→ Document section
----

Multiple edge weights and model comparison in the SBM

Dear Tiago / Graph Tool community,

I am running the SBM on a directed network where edges are all conditional probability of one event, given the other, approximately 60 nodes.

This is generated originally from a binary matrix of repeated samples and if these 60 nodes as variables occurred or did not. However, in this binary matrix I have some missing data, which cannot be easily imputed, and I suspect is not missing at random.

I am keen to find a way to either control for this as a covariate, or alternatively show that the missingness of data does not cause a big issue in the SBM fit.
One possibility I have been exploring is by computing a conditional probability network of the missingness, and passing that as an additional edge covariate to the model.

So, in this instance I end up with two SBMs:
- 1 with a single edge weight, the conditional probability of the events occurring. The community structure of this is meaningful in its interpretation.
- 1 with two edge weights, the conditional probability of the events occurring, and also the conditional probability of the events being missing from the dataset (missingness matrix). The community structure of this is not as meaningful - largely events that are missing together will just cluster together. (For instance, I have several nodes representing given decades of life which will all just cluster together, as if being 20 is unknown then if they are 30 is also unknown.)

What is the best way to robustly compare the two SBM models and (hopefully) illustrate the model fit is better with the conditional probability of the event alone?
Alternatively, do you have any suggestions on how I would account for the missingness in the data when constructing the model?

Thank you for your time,
James

Dear James,

This is a very involved question, and it's a bit difficult to get to the
bottom of what you want.

I'll start with the last question, which I think can be addressed more
directly:

Alternatively, do you have any suggestions on how I would account for the missingness in the data when constructing the model?

I would suggest for you to take a look at the following paper which
addresses directly the missing data problem:

  Phys. Rev. X 8, 041011 (2018) - Reconstructing Networks with Unknown and Heterogeneous Errors

The idea of coercing the "missingness" as edge covariates as you
describe does not seem correct to me. Missing data is not data, it's
lack of data. The paper above puts it like this, and of course the code
is in graph-tool as well.

What is the best way to robustly compare the two SBM models and (hopefully) illustrate the model fit is better with the conditional probability of the event alone?

You can only compare models that generate the same data. If they do,
this is described in the documentation, i.e. you can compare the
description length or Bayesian evidence.

If the two SBMs generate different data, then the question is ill posed.
It would be like comparing a discrete geometric distribution with a
Gaussian; they will always be different, as they do not even have the
same support.

Best,
Tiago

Dear Tiago,

Thank you for your reply, this is really helpful and I think that the MixedMeasuredBlockState is just what I need. I would like to run the MixedMeasuredBlockState, collect the marginals and then store these as an edge property on the original graph for later analysis with my other vertex and edge properties. However, I seem to be unable to do this because the graph object generated does not match that of the original. This occurs both if the number of edges remain the same, and similarly if some are removed from the MixedMeasuredBlockState analysis.

----

→ Aim
Write out the part of the SBM forum thread that opens with the words containing "This is generated" and closes with "to the model.", swapping "missingness" for "absence" wherever it appears.

→ Listed entries
----

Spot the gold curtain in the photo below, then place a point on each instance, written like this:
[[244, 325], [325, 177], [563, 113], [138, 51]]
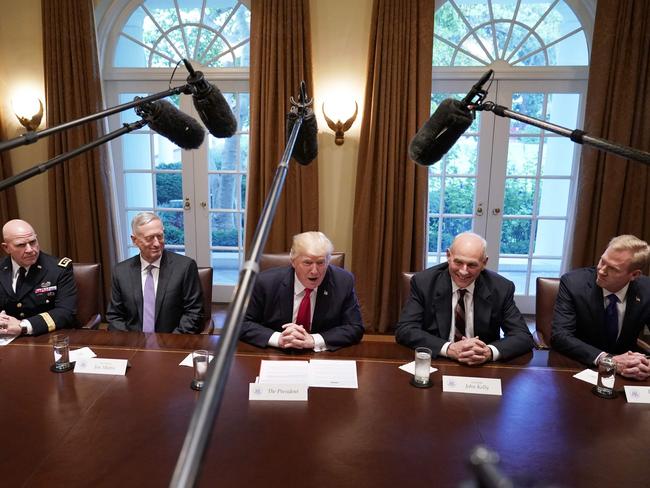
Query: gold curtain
[[390, 201], [8, 202], [280, 59], [613, 196], [80, 218]]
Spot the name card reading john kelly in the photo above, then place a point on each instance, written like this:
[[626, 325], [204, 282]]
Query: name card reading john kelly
[[101, 366], [468, 384], [280, 392]]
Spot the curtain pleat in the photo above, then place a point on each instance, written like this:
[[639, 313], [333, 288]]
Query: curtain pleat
[[389, 228], [613, 193], [280, 59], [80, 218]]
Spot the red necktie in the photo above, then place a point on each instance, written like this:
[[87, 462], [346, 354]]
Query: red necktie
[[459, 313], [304, 311]]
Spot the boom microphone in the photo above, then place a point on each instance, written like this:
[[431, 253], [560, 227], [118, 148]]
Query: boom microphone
[[306, 148], [211, 105], [165, 119], [450, 121]]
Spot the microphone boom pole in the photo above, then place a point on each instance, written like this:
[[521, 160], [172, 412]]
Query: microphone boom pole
[[577, 136], [202, 422], [31, 136], [43, 167]]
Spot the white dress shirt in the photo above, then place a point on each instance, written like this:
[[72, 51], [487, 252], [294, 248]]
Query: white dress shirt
[[298, 294]]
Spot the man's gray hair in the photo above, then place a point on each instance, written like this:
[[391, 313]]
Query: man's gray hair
[[142, 218], [314, 243]]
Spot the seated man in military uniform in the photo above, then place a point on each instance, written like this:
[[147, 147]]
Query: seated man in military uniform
[[37, 291]]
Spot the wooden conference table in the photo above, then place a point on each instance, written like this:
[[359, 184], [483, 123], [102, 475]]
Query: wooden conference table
[[89, 430]]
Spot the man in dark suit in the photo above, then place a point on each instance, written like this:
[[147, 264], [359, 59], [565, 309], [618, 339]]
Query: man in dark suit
[[457, 309], [602, 310], [157, 290], [37, 291], [310, 305]]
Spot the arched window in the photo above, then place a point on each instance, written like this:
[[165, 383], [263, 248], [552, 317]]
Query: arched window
[[199, 194], [508, 181]]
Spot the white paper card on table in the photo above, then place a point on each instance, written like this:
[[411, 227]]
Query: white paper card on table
[[469, 384], [333, 373], [284, 372], [101, 366], [637, 394], [277, 392], [4, 340], [82, 353], [410, 368], [188, 361], [588, 375]]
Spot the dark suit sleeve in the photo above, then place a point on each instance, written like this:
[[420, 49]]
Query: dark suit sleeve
[[518, 339], [349, 329], [117, 313], [192, 317], [564, 327], [253, 331], [63, 314], [411, 328]]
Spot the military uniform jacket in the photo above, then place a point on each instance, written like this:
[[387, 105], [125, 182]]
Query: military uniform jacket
[[48, 297]]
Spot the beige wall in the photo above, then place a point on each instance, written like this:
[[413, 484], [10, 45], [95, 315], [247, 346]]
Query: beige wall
[[340, 31], [21, 67]]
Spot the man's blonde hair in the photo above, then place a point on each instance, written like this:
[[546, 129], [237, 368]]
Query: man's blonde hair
[[314, 243], [142, 218], [639, 249]]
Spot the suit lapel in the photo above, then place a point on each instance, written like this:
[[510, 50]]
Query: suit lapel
[[633, 306], [442, 303], [32, 279], [5, 276], [595, 297]]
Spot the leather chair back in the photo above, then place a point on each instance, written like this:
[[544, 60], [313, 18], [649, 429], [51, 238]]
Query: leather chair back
[[282, 259], [87, 279], [405, 287], [205, 278], [546, 292]]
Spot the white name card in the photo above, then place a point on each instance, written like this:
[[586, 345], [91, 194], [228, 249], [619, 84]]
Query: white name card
[[468, 384], [637, 394], [101, 366], [266, 391]]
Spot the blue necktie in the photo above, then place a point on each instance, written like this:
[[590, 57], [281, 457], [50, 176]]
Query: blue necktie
[[149, 304], [611, 320]]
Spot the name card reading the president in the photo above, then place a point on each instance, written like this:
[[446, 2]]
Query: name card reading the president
[[637, 394], [468, 384], [101, 366], [280, 392]]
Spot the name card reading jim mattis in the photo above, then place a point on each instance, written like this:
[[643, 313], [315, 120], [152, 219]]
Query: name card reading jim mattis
[[468, 384], [101, 366]]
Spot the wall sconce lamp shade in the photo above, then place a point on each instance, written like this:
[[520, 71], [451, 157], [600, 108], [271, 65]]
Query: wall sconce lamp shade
[[340, 128], [29, 112]]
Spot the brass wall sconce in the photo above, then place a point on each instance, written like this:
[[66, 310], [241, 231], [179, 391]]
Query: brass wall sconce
[[28, 111], [340, 128]]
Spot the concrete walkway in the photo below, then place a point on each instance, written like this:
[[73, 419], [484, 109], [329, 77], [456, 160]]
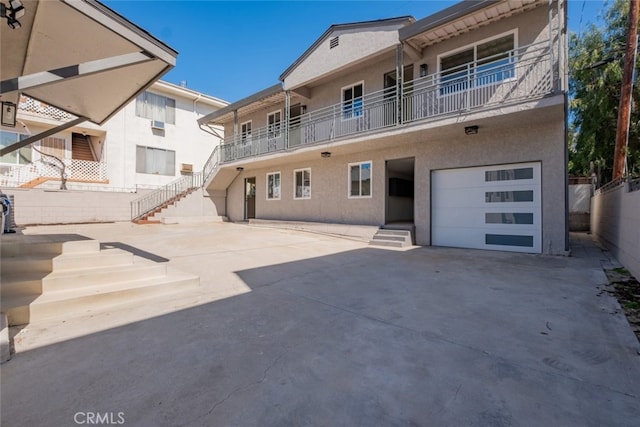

----

→ Finished task
This is generated originally from a binary matrix of repeated samples and if these 60 nodes as variables occurred or did not. However, in this binary matrix I have some missing data, which cannot be easily imputed, and I suspect is not missing at random.

I am keen to find a way to either control for this as a covariate, or alternatively show that the absence of data does not cause a big issue in the SBM fit.
One possibility I have been exploring is by computing a conditional probability network of the absence, and passing that as an additional edge covariate to the model.